» Exercise brief: Return the listing word for word, as given.

» Listed entries:
--

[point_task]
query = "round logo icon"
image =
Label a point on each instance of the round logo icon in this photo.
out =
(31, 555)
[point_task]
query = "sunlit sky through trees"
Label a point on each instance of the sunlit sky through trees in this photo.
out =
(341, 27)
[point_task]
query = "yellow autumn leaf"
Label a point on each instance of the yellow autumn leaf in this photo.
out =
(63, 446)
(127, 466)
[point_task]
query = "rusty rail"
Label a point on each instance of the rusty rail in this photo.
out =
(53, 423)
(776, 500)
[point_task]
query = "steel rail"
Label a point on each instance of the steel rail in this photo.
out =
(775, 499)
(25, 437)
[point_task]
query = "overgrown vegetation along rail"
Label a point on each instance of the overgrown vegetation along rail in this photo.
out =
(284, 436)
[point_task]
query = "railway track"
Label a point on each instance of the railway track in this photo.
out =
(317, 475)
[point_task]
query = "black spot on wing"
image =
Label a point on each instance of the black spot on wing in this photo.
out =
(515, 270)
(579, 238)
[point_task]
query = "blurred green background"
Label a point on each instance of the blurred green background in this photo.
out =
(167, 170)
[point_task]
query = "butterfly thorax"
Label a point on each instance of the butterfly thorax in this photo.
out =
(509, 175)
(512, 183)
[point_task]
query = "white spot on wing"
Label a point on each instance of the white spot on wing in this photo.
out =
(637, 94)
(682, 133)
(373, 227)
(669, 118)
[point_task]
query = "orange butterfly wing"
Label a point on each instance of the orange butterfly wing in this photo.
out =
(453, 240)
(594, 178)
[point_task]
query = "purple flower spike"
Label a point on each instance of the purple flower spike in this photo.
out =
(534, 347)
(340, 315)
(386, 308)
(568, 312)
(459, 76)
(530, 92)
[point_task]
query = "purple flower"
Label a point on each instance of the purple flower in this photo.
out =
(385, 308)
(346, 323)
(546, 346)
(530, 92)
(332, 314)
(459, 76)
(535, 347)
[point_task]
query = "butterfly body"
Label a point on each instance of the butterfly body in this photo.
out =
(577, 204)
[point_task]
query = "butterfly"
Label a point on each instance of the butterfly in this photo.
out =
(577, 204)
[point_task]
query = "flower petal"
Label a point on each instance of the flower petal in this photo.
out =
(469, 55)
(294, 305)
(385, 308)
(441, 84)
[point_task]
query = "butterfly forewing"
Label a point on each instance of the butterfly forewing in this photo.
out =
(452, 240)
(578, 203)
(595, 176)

--

» Solution to this problem:
[point_task]
query = "round logo icon"
image =
Label a point on each instance of the round logo icon in this photo.
out =
(31, 555)
[point_task]
query = "sunlit sky through trees"
Label a point on each instance of the sunlit sky through trees in this photo.
out =
(341, 27)
[point_task]
query = "yellow autumn leaf"
Label a point on each instance of the yellow autumn leaf in this photo.
out =
(63, 446)
(127, 466)
[point_task]
query = "rusty rail"
Label a point on each instance of the rusty rail in this photo.
out =
(53, 423)
(776, 500)
[point_task]
query = "steel rail"
Label a point on each instance of the steel rail in this photo.
out =
(775, 499)
(25, 437)
[point_task]
query = "overgrown vegetation along rail"
Label a point on each instance of the overgrown vegetation along rail in this photo.
out =
(284, 436)
[point_task]
query = "railway track"
Label a point on each instance of the railway track in this photo.
out =
(317, 475)
[point_task]
query = "black spot on wing"
image =
Label a point on each instance of the black spot on wing in this photo.
out =
(515, 270)
(579, 238)
[point_task]
query = "blurred green background"
Label a point on each instance of the blurred green background in this photo.
out =
(167, 170)
[point_task]
query = "butterfly thorax"
Label a point on each instance of the butterfly thorax in this photo.
out =
(509, 175)
(512, 183)
[point_task]
query = "white spot on wing"
Label a point on each instance of the white spot on wing in this photo.
out =
(637, 94)
(682, 133)
(373, 227)
(669, 118)
[point_task]
query = "orange butterfly wing"
Label a point on each instance of the orange butterfly wing in this photo.
out =
(453, 240)
(594, 178)
[point_task]
query = "purple flower spike"
Label a point on each instance of the purple flower spike in this photo.
out =
(534, 347)
(340, 315)
(386, 308)
(568, 312)
(459, 76)
(530, 92)
[point_task]
query = "purple flower"
Label a point on each instance of the purple flower in this photo.
out =
(385, 308)
(346, 323)
(546, 346)
(530, 92)
(332, 314)
(459, 76)
(535, 347)
[point_task]
query = "butterfly body"
Label a point on each instance of the butterfly body in this photo.
out =
(577, 204)
[point_task]
query = "butterfly"
Label a point on each instance of the butterfly in this photo.
out =
(577, 204)
[point_task]
query = "flower petal"
Label a point on each instance of the flower petal in this photo.
out =
(469, 55)
(294, 305)
(385, 308)
(441, 84)
[point_task]
query = "butterfly forewing"
Label a point on each instance of the butterfly forewing in this photo.
out =
(452, 240)
(578, 203)
(595, 176)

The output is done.